▶ [Task prompt]:
The expected output is every line of the data exactly as shown, minus the images.

▶ [Exercise material]:
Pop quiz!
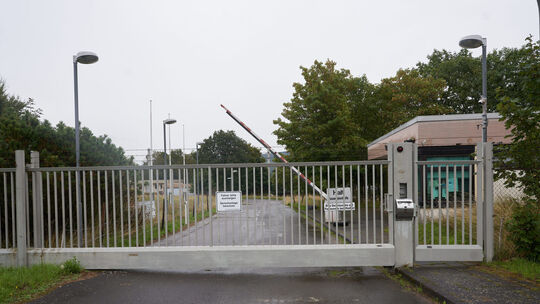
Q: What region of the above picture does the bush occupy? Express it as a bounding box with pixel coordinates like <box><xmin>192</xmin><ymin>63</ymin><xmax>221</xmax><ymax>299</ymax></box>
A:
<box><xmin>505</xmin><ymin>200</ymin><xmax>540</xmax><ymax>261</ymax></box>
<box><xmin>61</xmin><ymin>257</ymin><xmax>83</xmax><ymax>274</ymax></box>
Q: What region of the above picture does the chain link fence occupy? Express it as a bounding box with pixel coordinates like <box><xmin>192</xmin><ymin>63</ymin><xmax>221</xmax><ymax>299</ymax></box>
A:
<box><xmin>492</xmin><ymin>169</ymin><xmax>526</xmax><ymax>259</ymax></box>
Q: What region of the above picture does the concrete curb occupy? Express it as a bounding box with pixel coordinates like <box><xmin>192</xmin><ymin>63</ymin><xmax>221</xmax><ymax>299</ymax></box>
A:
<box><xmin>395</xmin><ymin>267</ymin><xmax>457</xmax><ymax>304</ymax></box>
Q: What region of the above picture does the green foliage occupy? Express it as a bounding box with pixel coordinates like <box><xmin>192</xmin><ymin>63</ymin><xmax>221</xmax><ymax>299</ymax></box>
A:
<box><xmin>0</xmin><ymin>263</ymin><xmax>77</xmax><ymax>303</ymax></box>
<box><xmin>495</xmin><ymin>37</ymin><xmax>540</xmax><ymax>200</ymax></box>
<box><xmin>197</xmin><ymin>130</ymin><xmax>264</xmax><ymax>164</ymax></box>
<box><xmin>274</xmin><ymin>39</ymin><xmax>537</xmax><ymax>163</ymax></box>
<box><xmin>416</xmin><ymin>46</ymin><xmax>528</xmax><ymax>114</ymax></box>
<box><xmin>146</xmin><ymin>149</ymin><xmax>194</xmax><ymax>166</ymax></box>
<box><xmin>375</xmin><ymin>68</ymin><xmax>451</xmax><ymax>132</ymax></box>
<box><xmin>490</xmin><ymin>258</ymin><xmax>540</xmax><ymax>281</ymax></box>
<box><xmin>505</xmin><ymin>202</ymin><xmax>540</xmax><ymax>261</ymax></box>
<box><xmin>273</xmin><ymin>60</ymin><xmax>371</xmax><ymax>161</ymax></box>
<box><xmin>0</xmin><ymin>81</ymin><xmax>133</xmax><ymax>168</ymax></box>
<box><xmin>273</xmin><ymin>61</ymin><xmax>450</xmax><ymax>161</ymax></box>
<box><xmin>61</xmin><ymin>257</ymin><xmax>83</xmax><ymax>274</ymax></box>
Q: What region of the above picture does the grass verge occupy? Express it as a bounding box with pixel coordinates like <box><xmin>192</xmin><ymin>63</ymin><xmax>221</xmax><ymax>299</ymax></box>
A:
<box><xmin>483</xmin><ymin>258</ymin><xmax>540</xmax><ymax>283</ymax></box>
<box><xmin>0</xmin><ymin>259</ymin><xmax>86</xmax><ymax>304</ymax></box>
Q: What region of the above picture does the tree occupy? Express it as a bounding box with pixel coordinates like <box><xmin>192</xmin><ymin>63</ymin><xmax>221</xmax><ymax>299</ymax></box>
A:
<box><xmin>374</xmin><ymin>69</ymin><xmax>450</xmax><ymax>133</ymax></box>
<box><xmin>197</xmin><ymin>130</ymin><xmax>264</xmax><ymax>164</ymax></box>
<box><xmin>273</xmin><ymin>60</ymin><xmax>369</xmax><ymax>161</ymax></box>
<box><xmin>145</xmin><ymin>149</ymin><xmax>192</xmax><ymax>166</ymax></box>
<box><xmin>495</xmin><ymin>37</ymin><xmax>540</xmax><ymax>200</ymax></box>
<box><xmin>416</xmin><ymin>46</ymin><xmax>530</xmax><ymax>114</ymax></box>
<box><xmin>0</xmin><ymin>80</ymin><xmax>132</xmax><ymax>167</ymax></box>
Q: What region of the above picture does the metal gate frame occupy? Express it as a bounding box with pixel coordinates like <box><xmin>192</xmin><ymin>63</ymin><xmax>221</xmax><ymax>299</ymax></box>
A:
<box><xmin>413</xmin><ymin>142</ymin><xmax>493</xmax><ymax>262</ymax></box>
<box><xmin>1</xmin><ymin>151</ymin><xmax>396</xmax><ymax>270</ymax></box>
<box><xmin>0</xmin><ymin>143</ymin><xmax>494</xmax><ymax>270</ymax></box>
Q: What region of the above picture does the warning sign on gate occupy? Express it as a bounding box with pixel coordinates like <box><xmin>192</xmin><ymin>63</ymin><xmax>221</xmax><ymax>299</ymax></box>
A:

▶ [Result of this task]:
Pop quiz!
Q: What region of the above picture does the bush occupy? Express it as a bounding box with pixel coordinates like <box><xmin>192</xmin><ymin>63</ymin><xmax>221</xmax><ymax>299</ymax></box>
A:
<box><xmin>505</xmin><ymin>200</ymin><xmax>540</xmax><ymax>261</ymax></box>
<box><xmin>61</xmin><ymin>257</ymin><xmax>83</xmax><ymax>274</ymax></box>
Q: What region of the above picture does the chain link fence occupy? Express it as a bounding box with pixel coordinates like <box><xmin>192</xmin><ymin>63</ymin><xmax>221</xmax><ymax>299</ymax></box>
A:
<box><xmin>492</xmin><ymin>169</ymin><xmax>526</xmax><ymax>259</ymax></box>
Q: What region of the above picture does the concrete curb occupy? Express it as a bounding box with pixel coordinates like <box><xmin>192</xmin><ymin>63</ymin><xmax>221</xmax><ymax>299</ymax></box>
A:
<box><xmin>395</xmin><ymin>267</ymin><xmax>457</xmax><ymax>304</ymax></box>
Q: What region of the above picture does the green foliage occupy? Express it as a bounding box with pixel coordinates like <box><xmin>192</xmin><ymin>63</ymin><xmax>221</xmax><ymax>299</ymax></box>
A:
<box><xmin>0</xmin><ymin>263</ymin><xmax>77</xmax><ymax>303</ymax></box>
<box><xmin>495</xmin><ymin>37</ymin><xmax>540</xmax><ymax>200</ymax></box>
<box><xmin>197</xmin><ymin>130</ymin><xmax>264</xmax><ymax>164</ymax></box>
<box><xmin>274</xmin><ymin>39</ymin><xmax>537</xmax><ymax>163</ymax></box>
<box><xmin>416</xmin><ymin>46</ymin><xmax>528</xmax><ymax>114</ymax></box>
<box><xmin>146</xmin><ymin>149</ymin><xmax>194</xmax><ymax>166</ymax></box>
<box><xmin>375</xmin><ymin>68</ymin><xmax>451</xmax><ymax>132</ymax></box>
<box><xmin>490</xmin><ymin>258</ymin><xmax>540</xmax><ymax>281</ymax></box>
<box><xmin>505</xmin><ymin>202</ymin><xmax>540</xmax><ymax>261</ymax></box>
<box><xmin>273</xmin><ymin>60</ymin><xmax>371</xmax><ymax>161</ymax></box>
<box><xmin>0</xmin><ymin>81</ymin><xmax>133</xmax><ymax>168</ymax></box>
<box><xmin>273</xmin><ymin>61</ymin><xmax>450</xmax><ymax>161</ymax></box>
<box><xmin>61</xmin><ymin>257</ymin><xmax>83</xmax><ymax>274</ymax></box>
Q: What region of the above picture does the grass verge occupy? Express it as a bounding box with pixel coordinates like <box><xmin>192</xmin><ymin>63</ymin><xmax>221</xmax><ymax>299</ymax></box>
A:
<box><xmin>483</xmin><ymin>258</ymin><xmax>540</xmax><ymax>283</ymax></box>
<box><xmin>0</xmin><ymin>259</ymin><xmax>86</xmax><ymax>304</ymax></box>
Q: What region of the above picture does the tree occupy? Express it as a bounding box with pixel coordinates like <box><xmin>192</xmin><ymin>63</ymin><xmax>221</xmax><ymax>299</ymax></box>
A:
<box><xmin>374</xmin><ymin>69</ymin><xmax>450</xmax><ymax>133</ymax></box>
<box><xmin>197</xmin><ymin>130</ymin><xmax>264</xmax><ymax>164</ymax></box>
<box><xmin>273</xmin><ymin>60</ymin><xmax>369</xmax><ymax>161</ymax></box>
<box><xmin>145</xmin><ymin>149</ymin><xmax>192</xmax><ymax>166</ymax></box>
<box><xmin>495</xmin><ymin>37</ymin><xmax>540</xmax><ymax>200</ymax></box>
<box><xmin>416</xmin><ymin>46</ymin><xmax>530</xmax><ymax>114</ymax></box>
<box><xmin>0</xmin><ymin>80</ymin><xmax>132</xmax><ymax>167</ymax></box>
Q: What region of the above picture does the metal gate frame occupy? Express it as a bounding box with pixel coordinates like <box><xmin>192</xmin><ymin>63</ymin><xmax>221</xmax><ymax>299</ymax></box>
A:
<box><xmin>413</xmin><ymin>142</ymin><xmax>493</xmax><ymax>262</ymax></box>
<box><xmin>1</xmin><ymin>151</ymin><xmax>396</xmax><ymax>270</ymax></box>
<box><xmin>0</xmin><ymin>143</ymin><xmax>494</xmax><ymax>270</ymax></box>
Q: What region of the above picture does the warning sign on gate occupy? Express it as a bounding box with pixel coordinates like <box><xmin>192</xmin><ymin>63</ymin><xmax>221</xmax><ymax>299</ymax></box>
A:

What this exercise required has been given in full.